### DO THIS
Reproduce the material exactly, omitting nothing.

### PROVIDED INFORMATION
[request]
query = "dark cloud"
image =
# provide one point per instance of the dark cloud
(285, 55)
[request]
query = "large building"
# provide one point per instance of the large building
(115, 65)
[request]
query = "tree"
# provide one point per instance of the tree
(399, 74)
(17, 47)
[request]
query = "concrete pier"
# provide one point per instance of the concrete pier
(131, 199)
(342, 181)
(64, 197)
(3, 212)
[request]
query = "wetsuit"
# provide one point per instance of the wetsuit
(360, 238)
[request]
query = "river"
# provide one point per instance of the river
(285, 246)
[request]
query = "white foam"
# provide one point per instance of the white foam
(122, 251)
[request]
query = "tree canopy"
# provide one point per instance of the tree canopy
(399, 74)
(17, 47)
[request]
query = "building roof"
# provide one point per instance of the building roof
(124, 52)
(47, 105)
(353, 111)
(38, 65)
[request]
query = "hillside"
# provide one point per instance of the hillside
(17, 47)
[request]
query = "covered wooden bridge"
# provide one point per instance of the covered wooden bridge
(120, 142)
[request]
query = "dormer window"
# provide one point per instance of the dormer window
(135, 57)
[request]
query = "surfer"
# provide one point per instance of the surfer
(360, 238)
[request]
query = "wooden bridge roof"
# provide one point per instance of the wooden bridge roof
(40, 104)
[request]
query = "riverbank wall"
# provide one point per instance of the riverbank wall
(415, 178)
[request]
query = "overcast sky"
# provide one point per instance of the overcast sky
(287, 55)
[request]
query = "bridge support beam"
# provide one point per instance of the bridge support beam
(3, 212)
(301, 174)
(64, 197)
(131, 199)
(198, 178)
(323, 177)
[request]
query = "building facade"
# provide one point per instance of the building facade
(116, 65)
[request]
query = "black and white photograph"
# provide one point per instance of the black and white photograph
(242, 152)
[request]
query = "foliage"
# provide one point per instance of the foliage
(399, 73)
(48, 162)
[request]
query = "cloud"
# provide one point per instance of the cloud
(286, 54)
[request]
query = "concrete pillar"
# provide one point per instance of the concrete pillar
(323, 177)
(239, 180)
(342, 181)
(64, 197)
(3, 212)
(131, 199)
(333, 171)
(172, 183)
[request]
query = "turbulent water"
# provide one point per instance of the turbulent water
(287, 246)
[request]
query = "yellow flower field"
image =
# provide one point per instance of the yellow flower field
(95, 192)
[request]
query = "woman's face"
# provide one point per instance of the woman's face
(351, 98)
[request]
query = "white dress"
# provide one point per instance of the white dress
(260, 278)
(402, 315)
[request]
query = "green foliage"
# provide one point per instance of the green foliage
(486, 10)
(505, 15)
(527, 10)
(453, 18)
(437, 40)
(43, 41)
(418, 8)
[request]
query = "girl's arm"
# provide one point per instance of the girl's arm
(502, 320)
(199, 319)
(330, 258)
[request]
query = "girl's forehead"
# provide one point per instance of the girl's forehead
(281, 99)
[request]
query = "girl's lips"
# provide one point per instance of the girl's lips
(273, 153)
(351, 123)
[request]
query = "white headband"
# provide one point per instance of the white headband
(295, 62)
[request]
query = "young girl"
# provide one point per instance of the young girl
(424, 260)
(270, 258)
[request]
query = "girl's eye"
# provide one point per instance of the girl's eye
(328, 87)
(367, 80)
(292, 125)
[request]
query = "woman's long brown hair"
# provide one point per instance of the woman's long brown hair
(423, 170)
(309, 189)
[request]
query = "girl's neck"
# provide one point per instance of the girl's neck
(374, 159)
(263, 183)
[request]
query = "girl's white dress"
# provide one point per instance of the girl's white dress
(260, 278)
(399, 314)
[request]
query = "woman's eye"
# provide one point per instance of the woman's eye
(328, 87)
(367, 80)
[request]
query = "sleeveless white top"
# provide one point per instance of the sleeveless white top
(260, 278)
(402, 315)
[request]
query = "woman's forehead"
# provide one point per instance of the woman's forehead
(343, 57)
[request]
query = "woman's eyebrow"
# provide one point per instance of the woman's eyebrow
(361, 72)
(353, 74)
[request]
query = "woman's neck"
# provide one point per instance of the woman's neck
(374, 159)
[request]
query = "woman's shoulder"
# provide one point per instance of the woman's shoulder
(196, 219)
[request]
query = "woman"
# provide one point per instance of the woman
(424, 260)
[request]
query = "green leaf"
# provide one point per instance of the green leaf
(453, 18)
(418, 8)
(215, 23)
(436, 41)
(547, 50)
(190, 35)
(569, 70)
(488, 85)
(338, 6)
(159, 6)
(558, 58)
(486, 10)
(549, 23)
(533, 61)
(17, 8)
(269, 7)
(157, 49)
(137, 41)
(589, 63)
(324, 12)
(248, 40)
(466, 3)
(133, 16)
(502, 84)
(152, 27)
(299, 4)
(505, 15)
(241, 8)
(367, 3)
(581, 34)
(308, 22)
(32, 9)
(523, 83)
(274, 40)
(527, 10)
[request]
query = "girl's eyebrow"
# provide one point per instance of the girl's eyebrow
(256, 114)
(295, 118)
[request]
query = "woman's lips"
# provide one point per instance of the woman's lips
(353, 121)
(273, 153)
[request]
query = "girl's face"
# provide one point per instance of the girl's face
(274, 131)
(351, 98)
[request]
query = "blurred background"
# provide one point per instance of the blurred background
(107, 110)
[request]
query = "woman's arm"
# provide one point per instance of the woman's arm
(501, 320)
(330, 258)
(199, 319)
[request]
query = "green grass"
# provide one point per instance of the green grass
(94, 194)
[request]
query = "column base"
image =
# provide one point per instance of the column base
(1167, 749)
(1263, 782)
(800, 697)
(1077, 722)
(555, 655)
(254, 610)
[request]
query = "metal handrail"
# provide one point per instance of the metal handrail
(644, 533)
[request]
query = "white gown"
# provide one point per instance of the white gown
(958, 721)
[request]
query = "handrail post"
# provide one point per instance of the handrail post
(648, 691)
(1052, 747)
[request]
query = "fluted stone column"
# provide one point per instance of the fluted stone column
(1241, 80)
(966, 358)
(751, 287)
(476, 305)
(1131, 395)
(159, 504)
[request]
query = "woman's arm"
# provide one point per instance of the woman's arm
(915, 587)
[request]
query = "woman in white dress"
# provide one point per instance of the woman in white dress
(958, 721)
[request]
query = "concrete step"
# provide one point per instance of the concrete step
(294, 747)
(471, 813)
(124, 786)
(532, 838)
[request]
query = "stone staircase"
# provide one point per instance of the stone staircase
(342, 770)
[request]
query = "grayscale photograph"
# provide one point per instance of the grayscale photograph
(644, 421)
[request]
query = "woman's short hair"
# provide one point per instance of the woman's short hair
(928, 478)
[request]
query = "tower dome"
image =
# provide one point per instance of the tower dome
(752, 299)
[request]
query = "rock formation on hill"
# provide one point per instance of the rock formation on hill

### COMPLETE OUTPUT
[request]
query = "dark cloud"
image =
# provide one point per instance of the dark cloud
(285, 55)
[request]
query = "large building"
# provide one point per instance of the large building
(115, 65)
[request]
query = "tree"
# provide one point per instance of the tree
(399, 74)
(17, 47)
[request]
query = "concrete pier"
# provide one point per instance of the concrete pier
(131, 199)
(342, 181)
(64, 197)
(3, 212)
[request]
query = "wetsuit"
# provide one point per instance of the wetsuit
(360, 238)
[request]
query = "river"
# provide one point per instance of the river
(285, 246)
[request]
query = "white foam"
# provide one point per instance of the white foam
(122, 251)
[request]
query = "tree canopy"
# provide one point per instance of the tree canopy
(399, 74)
(17, 47)
[request]
query = "building roof"
# provide one point per instance of the building roof
(124, 52)
(47, 105)
(353, 111)
(38, 65)
[request]
query = "hillside"
# provide one point per instance of the hillside
(17, 47)
[request]
query = "covered wooden bridge"
# provide one point per instance of the covered wooden bridge
(120, 142)
[request]
query = "dormer window"
# provide one point per instance of the dormer window
(135, 57)
[request]
query = "surfer"
# provide one point per instance of the surfer
(360, 238)
[request]
query = "wooden bridge roof"
# provide one point per instance of the wooden bridge roof
(40, 104)
[request]
query = "riverbank wall"
# provide one point per instance of the riverbank wall
(415, 178)
[request]
query = "overcast sky"
# provide one point per instance of the overcast sky
(287, 55)
[request]
query = "bridge support beam"
# provide one point per instance of the bridge support beam
(3, 212)
(301, 174)
(64, 197)
(131, 199)
(198, 178)
(323, 177)
[request]
query = "building facade"
# provide one point per instance of the building facade
(116, 65)
[request]
query = "black and white photograph"
# provide one point per instance of the black and white photograph
(242, 152)
[request]
query = "foliage"
# provide one point per instance of the foliage
(399, 73)
(48, 162)
[request]
query = "cloud"
# provide one point per instance of the cloud
(286, 54)
[request]
query = "concrete pillar"
# provide one point per instance of the concrete pillar
(323, 177)
(239, 180)
(342, 181)
(64, 197)
(3, 212)
(131, 199)
(333, 171)
(172, 183)
[request]
query = "turbulent water"
# provide one point per instance of the turbulent water
(287, 246)
[request]
query = "yellow flower field"
image =
# provide one point per instance of the yellow flower field
(95, 192)
[request]
query = "woman's face"
# provide one point per instance of the woman's face
(351, 98)
[request]
query = "white dress"
# provide one point per instance of the white dress
(260, 278)
(402, 315)
[request]
query = "green foliage"
# provide one point per instance of the green foliage
(486, 10)
(505, 15)
(527, 10)
(453, 18)
(437, 40)
(43, 41)
(418, 8)
[request]
query = "girl's arm"
# provide one point per instance of the girl's arm
(502, 320)
(199, 319)
(330, 258)
[request]
query = "girl's forehead"
# provide one point per instance of the girl's forehead
(281, 99)
[request]
query = "girl's lips"
# provide one point per instance of the girl's lips
(273, 153)
(351, 123)
[request]
query = "white headband"
# provide one point per instance of the white headband
(295, 62)
[request]
query = "young girl"
# provide one point per instance of the young girl
(424, 260)
(270, 258)
[request]
query = "girl's eye"
# provide one point per instance of the girl's eye
(328, 87)
(367, 80)
(292, 125)
[request]
query = "woman's long brown hair"
# provide one point per instance of the woman's long brown hair
(423, 170)
(309, 189)
[request]
query = "girl's neck"
# provide one point per instance of the girl's neck
(374, 159)
(263, 183)
[request]
query = "girl's white dress"
# provide one point per instance of the girl's white dress
(260, 278)
(399, 314)
[request]
query = "woman's eye"
# provide one point per instance of the woman's eye
(328, 87)
(367, 80)
[request]
query = "sleeveless white top"
# provide one point per instance of the sleeveless white top
(260, 278)
(402, 315)
[request]
query = "woman's forehead"
# provide one point per instance of the woman's forehead
(343, 57)
[request]
query = "woman's eyebrow"
# provide one point per instance of the woman's eyebrow
(361, 72)
(353, 74)
[request]
query = "woman's neck"
# provide one point per instance of the woman's neck
(374, 159)
[request]
query = "woman's shoulder"
# provide one point per instance of the woman's shoulder
(196, 219)
[request]
query = "woman"
# provide one point per instance of the woman
(424, 260)
[request]
query = "green leaf"
# provide one point per instance of the green leaf
(453, 18)
(418, 8)
(215, 23)
(436, 41)
(547, 50)
(190, 35)
(569, 70)
(488, 85)
(338, 6)
(159, 6)
(558, 58)
(486, 10)
(549, 23)
(533, 61)
(17, 8)
(269, 7)
(157, 49)
(137, 41)
(589, 63)
(324, 12)
(248, 40)
(466, 3)
(133, 16)
(502, 84)
(152, 27)
(299, 4)
(505, 15)
(241, 8)
(367, 3)
(581, 34)
(308, 22)
(32, 9)
(523, 83)
(274, 40)
(527, 10)
[request]
query = "girl's eyebrow"
# provide one point per instance of the girl's eyebrow
(256, 114)
(295, 118)
[request]
query = "woman's lips"
# provide one point per instance of the woman's lips
(353, 121)
(273, 153)
[request]
query = "girl's face"
# provide one point per instance of the girl's face
(274, 131)
(351, 98)
[request]
query = "blurred background"
# provide one point per instance of the blurred background
(107, 110)
[request]
query = "woman's arm"
# provide one point per instance of the woman's arm
(501, 320)
(330, 258)
(199, 319)
[request]
query = "green grass"
# provide one point per instance of the green grass
(94, 194)
[request]
query = "column base"
image =
# provide one point per instance of the column base
(1167, 749)
(1263, 782)
(800, 697)
(1077, 722)
(555, 655)
(254, 610)
[request]
query = "metal handrail"
# provide one point per instance of the metal handrail
(644, 533)
[request]
query = "white gown"
# provide one point per instance of the white gown
(958, 721)
[request]
query = "handrail post"
# provide one point per instance of the handrail post
(648, 691)
(1052, 747)
[request]
query = "fluted stone column"
# provide one point per instance of the fluted stone column
(1241, 80)
(966, 358)
(751, 287)
(476, 305)
(1131, 395)
(159, 504)
[request]
query = "woman's arm"
# provide one point per instance of the woman's arm
(915, 587)
[request]
query = "woman in white dress"
# provide one point per instance of the woman in white dress
(958, 721)
[request]
query = "concrete step"
# provide one point per instance of the concrete step
(294, 747)
(471, 813)
(124, 786)
(532, 838)
[request]
query = "stone staircase"
# provide one point per instance of the stone staircase
(342, 770)
[request]
query = "grayscale photograph"
# provide one point per instance of the grayscale photograph
(644, 421)
[request]
query = "woman's short hair"
# provide one point per instance of the woman's short hair
(928, 478)
[request]
query = "tower dome"
image =
# provide one point per instance of the tower dome
(752, 299)
[request]
query = "rock formation on hill"
# provide one point per instance of the rock formation on hill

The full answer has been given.